--- QUESTIONS ---
1 > Renvoyez le passage du texte sur le statut de docteur junior ambulatoire qui commence par « Dans la même » et se termine par « toute logique coercitive. ».
2 > D'après le texte sur le statut de docteur junior ambulatoire, de quoi l'ouverture de ce statut doit-elle être accompagnée selon les syndicats ?
3 > Prolongez le texte sur le statut de docteur junior ambulatoire en partant de sa dernière phrase.

--- TEXTE FOURNI ---
========================================
Dans la même veine, les jeunes syndicats militent pour élargir à toutes les spécialités le statut de docteur junior ambulatoire, afin que les futurs spécialistes puissent eux aussi découvrir la médecine de ville dans les territoires. L’ouverture du statut doit être accompagnée « des compensations monétaires et non-monétaires à la hauteur des enjeux dans les zones sous-denses », insistent les syndicats. Avec en toile de fond, un mot d’ordre commun : faire confiance aux étudiants, investir dans leur formation sur le terrain et éviter toute logique coercitive.
========================================
--- DONNÉES SOURCES ---
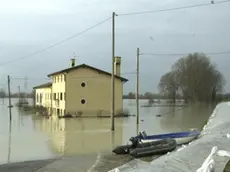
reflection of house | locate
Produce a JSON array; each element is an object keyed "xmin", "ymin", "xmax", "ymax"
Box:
[
  {"xmin": 34, "ymin": 57, "xmax": 128, "ymax": 116},
  {"xmin": 34, "ymin": 118, "xmax": 123, "ymax": 156}
]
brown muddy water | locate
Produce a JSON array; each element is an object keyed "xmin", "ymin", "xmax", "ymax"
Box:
[{"xmin": 0, "ymin": 99, "xmax": 213, "ymax": 171}]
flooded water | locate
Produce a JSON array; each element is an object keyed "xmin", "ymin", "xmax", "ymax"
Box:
[{"xmin": 0, "ymin": 99, "xmax": 213, "ymax": 171}]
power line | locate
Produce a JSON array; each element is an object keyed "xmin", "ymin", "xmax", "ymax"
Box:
[
  {"xmin": 141, "ymin": 51, "xmax": 230, "ymax": 56},
  {"xmin": 118, "ymin": 0, "xmax": 230, "ymax": 16},
  {"xmin": 11, "ymin": 71, "xmax": 136, "ymax": 81},
  {"xmin": 0, "ymin": 17, "xmax": 111, "ymax": 66}
]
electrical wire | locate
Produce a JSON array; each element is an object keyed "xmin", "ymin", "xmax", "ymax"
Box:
[
  {"xmin": 0, "ymin": 17, "xmax": 111, "ymax": 66},
  {"xmin": 11, "ymin": 72, "xmax": 136, "ymax": 81},
  {"xmin": 141, "ymin": 51, "xmax": 230, "ymax": 56},
  {"xmin": 118, "ymin": 0, "xmax": 230, "ymax": 16}
]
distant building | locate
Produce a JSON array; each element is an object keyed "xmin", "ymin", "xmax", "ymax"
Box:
[{"xmin": 34, "ymin": 57, "xmax": 128, "ymax": 116}]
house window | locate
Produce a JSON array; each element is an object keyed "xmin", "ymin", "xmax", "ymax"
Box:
[
  {"xmin": 60, "ymin": 93, "xmax": 62, "ymax": 100},
  {"xmin": 40, "ymin": 93, "xmax": 42, "ymax": 103},
  {"xmin": 81, "ymin": 99, "xmax": 86, "ymax": 104},
  {"xmin": 81, "ymin": 82, "xmax": 86, "ymax": 87},
  {"xmin": 36, "ymin": 94, "xmax": 39, "ymax": 102}
]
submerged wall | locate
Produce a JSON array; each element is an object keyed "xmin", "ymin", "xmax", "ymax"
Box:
[{"xmin": 111, "ymin": 102, "xmax": 230, "ymax": 172}]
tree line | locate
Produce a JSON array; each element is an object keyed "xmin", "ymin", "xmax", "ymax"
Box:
[
  {"xmin": 123, "ymin": 92, "xmax": 182, "ymax": 99},
  {"xmin": 158, "ymin": 53, "xmax": 226, "ymax": 102}
]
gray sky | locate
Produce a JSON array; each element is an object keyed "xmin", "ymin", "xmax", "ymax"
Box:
[{"xmin": 0, "ymin": 0, "xmax": 230, "ymax": 93}]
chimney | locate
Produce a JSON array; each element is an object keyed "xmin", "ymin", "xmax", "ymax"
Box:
[
  {"xmin": 70, "ymin": 59, "xmax": 75, "ymax": 67},
  {"xmin": 114, "ymin": 56, "xmax": 121, "ymax": 76}
]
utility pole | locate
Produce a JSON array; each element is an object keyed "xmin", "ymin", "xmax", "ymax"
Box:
[
  {"xmin": 136, "ymin": 48, "xmax": 140, "ymax": 125},
  {"xmin": 18, "ymin": 86, "xmax": 21, "ymax": 103},
  {"xmin": 111, "ymin": 12, "xmax": 116, "ymax": 131},
  {"xmin": 7, "ymin": 75, "xmax": 12, "ymax": 123}
]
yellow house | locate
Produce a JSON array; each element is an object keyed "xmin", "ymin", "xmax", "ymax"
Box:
[
  {"xmin": 35, "ymin": 57, "xmax": 128, "ymax": 116},
  {"xmin": 33, "ymin": 82, "xmax": 52, "ymax": 113}
]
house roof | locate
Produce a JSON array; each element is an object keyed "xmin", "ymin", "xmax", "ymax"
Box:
[
  {"xmin": 48, "ymin": 64, "xmax": 128, "ymax": 82},
  {"xmin": 33, "ymin": 82, "xmax": 52, "ymax": 89}
]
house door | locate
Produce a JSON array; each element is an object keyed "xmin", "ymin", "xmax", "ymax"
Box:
[{"xmin": 57, "ymin": 109, "xmax": 60, "ymax": 116}]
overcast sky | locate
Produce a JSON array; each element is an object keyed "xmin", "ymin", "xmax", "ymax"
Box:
[{"xmin": 0, "ymin": 0, "xmax": 230, "ymax": 93}]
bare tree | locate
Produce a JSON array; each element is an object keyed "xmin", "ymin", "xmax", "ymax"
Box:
[
  {"xmin": 158, "ymin": 71, "xmax": 178, "ymax": 102},
  {"xmin": 165, "ymin": 53, "xmax": 225, "ymax": 102}
]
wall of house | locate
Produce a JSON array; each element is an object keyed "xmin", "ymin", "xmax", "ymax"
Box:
[
  {"xmin": 66, "ymin": 68, "xmax": 123, "ymax": 116},
  {"xmin": 35, "ymin": 87, "xmax": 51, "ymax": 108},
  {"xmin": 52, "ymin": 73, "xmax": 65, "ymax": 116}
]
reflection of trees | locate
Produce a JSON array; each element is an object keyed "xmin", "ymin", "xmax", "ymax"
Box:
[
  {"xmin": 33, "ymin": 118, "xmax": 123, "ymax": 155},
  {"xmin": 160, "ymin": 104, "xmax": 213, "ymax": 131}
]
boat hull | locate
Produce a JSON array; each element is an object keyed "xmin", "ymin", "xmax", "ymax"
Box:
[
  {"xmin": 141, "ymin": 136, "xmax": 198, "ymax": 145},
  {"xmin": 129, "ymin": 139, "xmax": 177, "ymax": 158}
]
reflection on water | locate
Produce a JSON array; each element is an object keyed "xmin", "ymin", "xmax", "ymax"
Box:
[
  {"xmin": 33, "ymin": 118, "xmax": 123, "ymax": 155},
  {"xmin": 0, "ymin": 100, "xmax": 215, "ymax": 163}
]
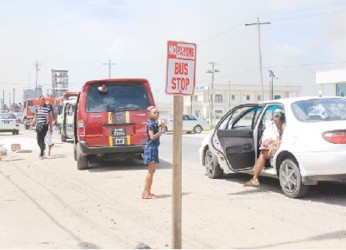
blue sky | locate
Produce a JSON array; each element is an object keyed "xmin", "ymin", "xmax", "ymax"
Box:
[{"xmin": 0, "ymin": 0, "xmax": 346, "ymax": 101}]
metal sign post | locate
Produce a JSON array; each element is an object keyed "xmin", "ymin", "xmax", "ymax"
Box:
[{"xmin": 166, "ymin": 41, "xmax": 196, "ymax": 249}]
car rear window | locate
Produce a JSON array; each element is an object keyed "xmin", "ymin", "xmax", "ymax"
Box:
[
  {"xmin": 86, "ymin": 83, "xmax": 150, "ymax": 112},
  {"xmin": 292, "ymin": 98, "xmax": 346, "ymax": 122}
]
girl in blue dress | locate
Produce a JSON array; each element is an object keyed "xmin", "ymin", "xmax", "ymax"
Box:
[{"xmin": 142, "ymin": 106, "xmax": 167, "ymax": 199}]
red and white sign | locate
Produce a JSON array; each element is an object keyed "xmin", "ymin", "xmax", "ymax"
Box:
[{"xmin": 166, "ymin": 41, "xmax": 196, "ymax": 95}]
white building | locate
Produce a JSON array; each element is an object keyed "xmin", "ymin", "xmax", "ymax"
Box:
[
  {"xmin": 316, "ymin": 69, "xmax": 346, "ymax": 96},
  {"xmin": 184, "ymin": 83, "xmax": 302, "ymax": 123}
]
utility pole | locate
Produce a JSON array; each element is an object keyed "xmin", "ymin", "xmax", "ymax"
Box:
[
  {"xmin": 245, "ymin": 17, "xmax": 271, "ymax": 101},
  {"xmin": 228, "ymin": 81, "xmax": 231, "ymax": 110},
  {"xmin": 34, "ymin": 61, "xmax": 41, "ymax": 97},
  {"xmin": 102, "ymin": 60, "xmax": 116, "ymax": 78},
  {"xmin": 206, "ymin": 62, "xmax": 220, "ymax": 126}
]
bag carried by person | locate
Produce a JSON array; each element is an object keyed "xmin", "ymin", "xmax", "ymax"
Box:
[{"xmin": 36, "ymin": 123, "xmax": 48, "ymax": 133}]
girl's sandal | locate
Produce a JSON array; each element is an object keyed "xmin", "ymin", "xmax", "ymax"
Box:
[{"xmin": 142, "ymin": 193, "xmax": 158, "ymax": 199}]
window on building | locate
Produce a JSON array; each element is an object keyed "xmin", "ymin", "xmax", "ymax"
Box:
[
  {"xmin": 215, "ymin": 110, "xmax": 223, "ymax": 119},
  {"xmin": 215, "ymin": 94, "xmax": 223, "ymax": 103}
]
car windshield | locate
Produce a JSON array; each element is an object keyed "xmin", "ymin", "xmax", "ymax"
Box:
[
  {"xmin": 292, "ymin": 98, "xmax": 346, "ymax": 122},
  {"xmin": 86, "ymin": 83, "xmax": 150, "ymax": 112},
  {"xmin": 0, "ymin": 113, "xmax": 16, "ymax": 119}
]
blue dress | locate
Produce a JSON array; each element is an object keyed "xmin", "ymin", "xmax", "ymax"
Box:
[{"xmin": 144, "ymin": 119, "xmax": 160, "ymax": 164}]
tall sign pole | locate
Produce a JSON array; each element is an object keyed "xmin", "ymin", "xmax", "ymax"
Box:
[
  {"xmin": 166, "ymin": 41, "xmax": 196, "ymax": 249},
  {"xmin": 245, "ymin": 17, "xmax": 270, "ymax": 101}
]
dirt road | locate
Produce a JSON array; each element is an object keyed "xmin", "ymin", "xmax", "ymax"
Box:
[{"xmin": 0, "ymin": 131, "xmax": 346, "ymax": 249}]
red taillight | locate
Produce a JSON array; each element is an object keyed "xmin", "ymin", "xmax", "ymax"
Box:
[
  {"xmin": 322, "ymin": 130, "xmax": 346, "ymax": 144},
  {"xmin": 78, "ymin": 120, "xmax": 85, "ymax": 135}
]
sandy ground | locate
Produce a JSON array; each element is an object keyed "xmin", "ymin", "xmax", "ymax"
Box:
[{"xmin": 0, "ymin": 130, "xmax": 346, "ymax": 249}]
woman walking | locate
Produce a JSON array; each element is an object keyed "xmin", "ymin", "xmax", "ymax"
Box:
[
  {"xmin": 30, "ymin": 96, "xmax": 53, "ymax": 160},
  {"xmin": 142, "ymin": 106, "xmax": 167, "ymax": 199}
]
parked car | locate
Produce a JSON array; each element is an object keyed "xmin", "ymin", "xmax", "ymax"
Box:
[
  {"xmin": 162, "ymin": 114, "xmax": 209, "ymax": 134},
  {"xmin": 0, "ymin": 113, "xmax": 19, "ymax": 135},
  {"xmin": 74, "ymin": 79, "xmax": 155, "ymax": 170},
  {"xmin": 199, "ymin": 97, "xmax": 346, "ymax": 198},
  {"xmin": 13, "ymin": 112, "xmax": 24, "ymax": 124}
]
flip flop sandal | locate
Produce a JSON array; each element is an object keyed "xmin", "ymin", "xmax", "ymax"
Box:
[{"xmin": 142, "ymin": 194, "xmax": 157, "ymax": 199}]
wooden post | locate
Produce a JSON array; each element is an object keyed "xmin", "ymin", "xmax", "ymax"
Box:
[{"xmin": 172, "ymin": 95, "xmax": 184, "ymax": 249}]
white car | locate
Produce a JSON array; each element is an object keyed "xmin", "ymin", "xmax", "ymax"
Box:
[
  {"xmin": 0, "ymin": 113, "xmax": 19, "ymax": 135},
  {"xmin": 199, "ymin": 97, "xmax": 346, "ymax": 198},
  {"xmin": 163, "ymin": 114, "xmax": 209, "ymax": 134}
]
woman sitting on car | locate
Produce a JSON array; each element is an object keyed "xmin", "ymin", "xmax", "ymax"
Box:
[{"xmin": 244, "ymin": 109, "xmax": 286, "ymax": 187}]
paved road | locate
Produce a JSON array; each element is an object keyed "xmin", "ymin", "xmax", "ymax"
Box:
[{"xmin": 0, "ymin": 127, "xmax": 346, "ymax": 249}]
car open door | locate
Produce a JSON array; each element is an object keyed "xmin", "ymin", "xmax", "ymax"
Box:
[{"xmin": 211, "ymin": 104, "xmax": 260, "ymax": 171}]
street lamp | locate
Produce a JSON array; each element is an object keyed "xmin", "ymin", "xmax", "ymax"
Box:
[
  {"xmin": 269, "ymin": 69, "xmax": 278, "ymax": 100},
  {"xmin": 245, "ymin": 17, "xmax": 271, "ymax": 101},
  {"xmin": 206, "ymin": 62, "xmax": 220, "ymax": 126}
]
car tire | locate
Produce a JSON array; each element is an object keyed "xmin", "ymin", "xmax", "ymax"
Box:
[
  {"xmin": 193, "ymin": 125, "xmax": 203, "ymax": 134},
  {"xmin": 279, "ymin": 158, "xmax": 309, "ymax": 198},
  {"xmin": 76, "ymin": 143, "xmax": 88, "ymax": 170},
  {"xmin": 204, "ymin": 149, "xmax": 223, "ymax": 179}
]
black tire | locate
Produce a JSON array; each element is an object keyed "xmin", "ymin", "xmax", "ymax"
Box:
[
  {"xmin": 279, "ymin": 158, "xmax": 309, "ymax": 198},
  {"xmin": 204, "ymin": 149, "xmax": 223, "ymax": 179},
  {"xmin": 193, "ymin": 125, "xmax": 203, "ymax": 134},
  {"xmin": 76, "ymin": 143, "xmax": 88, "ymax": 170}
]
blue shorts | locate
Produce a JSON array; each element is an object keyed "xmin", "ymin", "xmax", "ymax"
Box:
[{"xmin": 143, "ymin": 145, "xmax": 160, "ymax": 165}]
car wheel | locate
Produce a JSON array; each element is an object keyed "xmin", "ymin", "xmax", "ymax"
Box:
[
  {"xmin": 76, "ymin": 143, "xmax": 88, "ymax": 170},
  {"xmin": 204, "ymin": 149, "xmax": 223, "ymax": 179},
  {"xmin": 193, "ymin": 125, "xmax": 203, "ymax": 134},
  {"xmin": 279, "ymin": 158, "xmax": 309, "ymax": 198}
]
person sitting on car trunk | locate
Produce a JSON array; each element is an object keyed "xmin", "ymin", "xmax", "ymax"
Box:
[{"xmin": 244, "ymin": 109, "xmax": 286, "ymax": 187}]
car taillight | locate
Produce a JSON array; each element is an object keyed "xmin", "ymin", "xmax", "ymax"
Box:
[
  {"xmin": 322, "ymin": 130, "xmax": 346, "ymax": 144},
  {"xmin": 78, "ymin": 120, "xmax": 85, "ymax": 135}
]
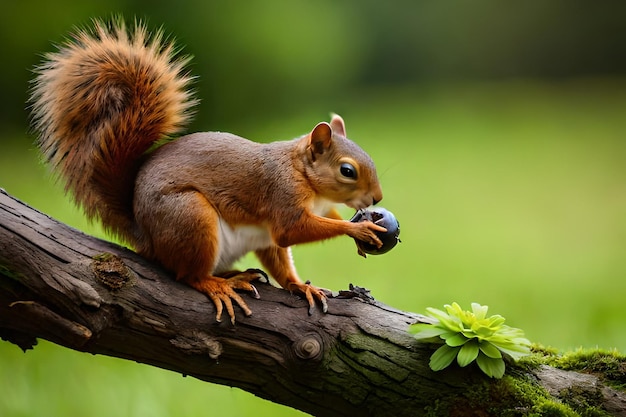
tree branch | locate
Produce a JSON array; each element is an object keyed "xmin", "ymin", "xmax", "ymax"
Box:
[{"xmin": 0, "ymin": 191, "xmax": 626, "ymax": 416}]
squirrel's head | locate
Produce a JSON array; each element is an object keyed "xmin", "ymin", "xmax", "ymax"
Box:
[{"xmin": 302, "ymin": 114, "xmax": 383, "ymax": 210}]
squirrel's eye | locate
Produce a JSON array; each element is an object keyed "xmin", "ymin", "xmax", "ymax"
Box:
[{"xmin": 339, "ymin": 163, "xmax": 356, "ymax": 179}]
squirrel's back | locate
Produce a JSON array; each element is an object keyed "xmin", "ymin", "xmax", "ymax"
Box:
[{"xmin": 31, "ymin": 20, "xmax": 195, "ymax": 243}]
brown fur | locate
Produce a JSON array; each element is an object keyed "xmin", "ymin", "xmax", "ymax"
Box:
[{"xmin": 32, "ymin": 21, "xmax": 384, "ymax": 320}]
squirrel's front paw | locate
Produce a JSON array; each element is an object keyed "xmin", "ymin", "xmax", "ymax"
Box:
[
  {"xmin": 189, "ymin": 269, "xmax": 267, "ymax": 324},
  {"xmin": 349, "ymin": 220, "xmax": 387, "ymax": 248}
]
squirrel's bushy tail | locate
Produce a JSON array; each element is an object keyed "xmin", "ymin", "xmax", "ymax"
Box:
[{"xmin": 31, "ymin": 19, "xmax": 195, "ymax": 243}]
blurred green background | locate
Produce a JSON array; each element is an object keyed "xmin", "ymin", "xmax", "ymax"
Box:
[{"xmin": 0, "ymin": 0, "xmax": 626, "ymax": 417}]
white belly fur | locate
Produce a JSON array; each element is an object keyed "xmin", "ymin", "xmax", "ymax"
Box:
[{"xmin": 213, "ymin": 219, "xmax": 272, "ymax": 273}]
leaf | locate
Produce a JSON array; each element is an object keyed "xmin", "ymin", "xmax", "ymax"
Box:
[
  {"xmin": 442, "ymin": 333, "xmax": 469, "ymax": 347},
  {"xmin": 476, "ymin": 353, "xmax": 505, "ymax": 378},
  {"xmin": 496, "ymin": 343, "xmax": 530, "ymax": 360},
  {"xmin": 456, "ymin": 340, "xmax": 478, "ymax": 367},
  {"xmin": 429, "ymin": 345, "xmax": 459, "ymax": 371},
  {"xmin": 479, "ymin": 341, "xmax": 502, "ymax": 359}
]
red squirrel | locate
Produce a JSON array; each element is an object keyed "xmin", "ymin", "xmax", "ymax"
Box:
[{"xmin": 31, "ymin": 20, "xmax": 385, "ymax": 323}]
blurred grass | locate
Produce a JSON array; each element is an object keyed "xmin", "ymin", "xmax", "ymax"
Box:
[{"xmin": 0, "ymin": 79, "xmax": 626, "ymax": 417}]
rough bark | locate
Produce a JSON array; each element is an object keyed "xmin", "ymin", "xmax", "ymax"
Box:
[{"xmin": 0, "ymin": 192, "xmax": 626, "ymax": 416}]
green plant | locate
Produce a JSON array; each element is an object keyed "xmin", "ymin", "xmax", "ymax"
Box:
[{"xmin": 409, "ymin": 303, "xmax": 530, "ymax": 378}]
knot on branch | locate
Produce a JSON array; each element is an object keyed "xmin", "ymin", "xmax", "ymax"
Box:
[
  {"xmin": 170, "ymin": 331, "xmax": 222, "ymax": 359},
  {"xmin": 91, "ymin": 253, "xmax": 134, "ymax": 290},
  {"xmin": 293, "ymin": 334, "xmax": 324, "ymax": 360}
]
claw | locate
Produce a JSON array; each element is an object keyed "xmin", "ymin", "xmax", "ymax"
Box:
[{"xmin": 188, "ymin": 269, "xmax": 260, "ymax": 325}]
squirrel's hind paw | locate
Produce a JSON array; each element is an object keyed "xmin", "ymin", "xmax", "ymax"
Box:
[{"xmin": 189, "ymin": 270, "xmax": 260, "ymax": 325}]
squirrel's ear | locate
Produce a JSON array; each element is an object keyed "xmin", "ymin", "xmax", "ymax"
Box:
[
  {"xmin": 330, "ymin": 113, "xmax": 347, "ymax": 138},
  {"xmin": 309, "ymin": 122, "xmax": 333, "ymax": 161}
]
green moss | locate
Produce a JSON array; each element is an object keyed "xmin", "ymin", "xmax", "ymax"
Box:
[
  {"xmin": 519, "ymin": 345, "xmax": 626, "ymax": 391},
  {"xmin": 425, "ymin": 373, "xmax": 576, "ymax": 417}
]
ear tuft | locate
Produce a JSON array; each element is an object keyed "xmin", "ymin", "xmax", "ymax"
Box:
[
  {"xmin": 309, "ymin": 122, "xmax": 333, "ymax": 160},
  {"xmin": 330, "ymin": 113, "xmax": 347, "ymax": 138}
]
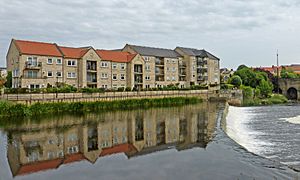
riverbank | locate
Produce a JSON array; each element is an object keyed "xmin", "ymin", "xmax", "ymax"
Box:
[
  {"xmin": 243, "ymin": 94, "xmax": 288, "ymax": 106},
  {"xmin": 0, "ymin": 97, "xmax": 202, "ymax": 117}
]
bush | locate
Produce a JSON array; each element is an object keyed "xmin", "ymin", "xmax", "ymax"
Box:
[{"xmin": 229, "ymin": 75, "xmax": 242, "ymax": 87}]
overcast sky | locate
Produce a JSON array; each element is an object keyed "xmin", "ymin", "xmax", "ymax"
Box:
[{"xmin": 0, "ymin": 0, "xmax": 300, "ymax": 68}]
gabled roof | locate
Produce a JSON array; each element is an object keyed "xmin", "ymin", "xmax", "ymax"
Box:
[
  {"xmin": 176, "ymin": 47, "xmax": 220, "ymax": 60},
  {"xmin": 58, "ymin": 46, "xmax": 90, "ymax": 59},
  {"xmin": 127, "ymin": 44, "xmax": 181, "ymax": 58},
  {"xmin": 96, "ymin": 50, "xmax": 137, "ymax": 63},
  {"xmin": 100, "ymin": 143, "xmax": 136, "ymax": 156},
  {"xmin": 13, "ymin": 40, "xmax": 63, "ymax": 57}
]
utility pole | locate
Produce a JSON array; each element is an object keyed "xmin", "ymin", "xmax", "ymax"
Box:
[{"xmin": 277, "ymin": 49, "xmax": 279, "ymax": 94}]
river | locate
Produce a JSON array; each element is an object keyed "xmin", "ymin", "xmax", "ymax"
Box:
[
  {"xmin": 226, "ymin": 104, "xmax": 300, "ymax": 171},
  {"xmin": 0, "ymin": 102, "xmax": 299, "ymax": 180}
]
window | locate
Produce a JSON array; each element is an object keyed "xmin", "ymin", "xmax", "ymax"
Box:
[
  {"xmin": 101, "ymin": 73, "xmax": 108, "ymax": 79},
  {"xmin": 48, "ymin": 151, "xmax": 55, "ymax": 159},
  {"xmin": 47, "ymin": 58, "xmax": 53, "ymax": 64},
  {"xmin": 101, "ymin": 62, "xmax": 108, "ymax": 67},
  {"xmin": 68, "ymin": 72, "xmax": 76, "ymax": 78},
  {"xmin": 68, "ymin": 134, "xmax": 78, "ymax": 142},
  {"xmin": 27, "ymin": 71, "xmax": 37, "ymax": 78},
  {"xmin": 47, "ymin": 71, "xmax": 53, "ymax": 77},
  {"xmin": 145, "ymin": 64, "xmax": 150, "ymax": 71},
  {"xmin": 56, "ymin": 59, "xmax": 62, "ymax": 64},
  {"xmin": 68, "ymin": 146, "xmax": 78, "ymax": 154},
  {"xmin": 56, "ymin": 71, "xmax": 62, "ymax": 77},
  {"xmin": 68, "ymin": 60, "xmax": 77, "ymax": 66},
  {"xmin": 112, "ymin": 74, "xmax": 117, "ymax": 80},
  {"xmin": 121, "ymin": 64, "xmax": 125, "ymax": 70},
  {"xmin": 27, "ymin": 57, "xmax": 38, "ymax": 66},
  {"xmin": 121, "ymin": 74, "xmax": 125, "ymax": 80}
]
========================================
--- RÉSULTATS PAR TÂCHE ---
1 >
Dans la même veine, les jeunes syndicats militent pour élargir à toutes les spécialités le statut de docteur junior ambulatoire, afin que les futurs spécialistes puissent eux aussi découvrir la médecine de ville dans les territoires. L’ouverture du statut doit être accompagnée « des compensations monétaires et non-monétaires à la hauteur des enjeux dans les zones sous-denses », insistent les syndicats. Avec en toile de fond, un mot d’ordre commun : faire confiance aux étudiants, investir dans leur formation sur le terrain et éviter toute logique coercitive.

2 > De compensations monétaires et non monétaires à la hauteur des enjeux dans les zones sous-denses.

3 >
Tripler le nombre de chefs de clinique en médecine générale
Dans leur plan anti-coercition, les auteurs plaident également pour un virage universitaire en ambulatoire. « Il s’agirait de développer massivement et de doubler les postes d’assistants universitaires en ville, dans toutes les spécialités, et tripler le nombre de chefs de clinique en médecine générale, aujourd’hui bien trop faibles (1 pour 40 internes) » souligne Killian L'helgouarc'h. Ces carrières mixtes, mêlant soin, enseignement et recherche, séduisent les jeunes médecins mais restent encore trop hospitalocentrées. Leur déploiement ciblé en zones sous-dotées permettrait à la fois de densifier l’offre de soins, d’encadrer les futurs docteurs juniors, et de proposer de véritables perspectives professionnelles à long terme en échange de « conditions financières attractives et équitables ».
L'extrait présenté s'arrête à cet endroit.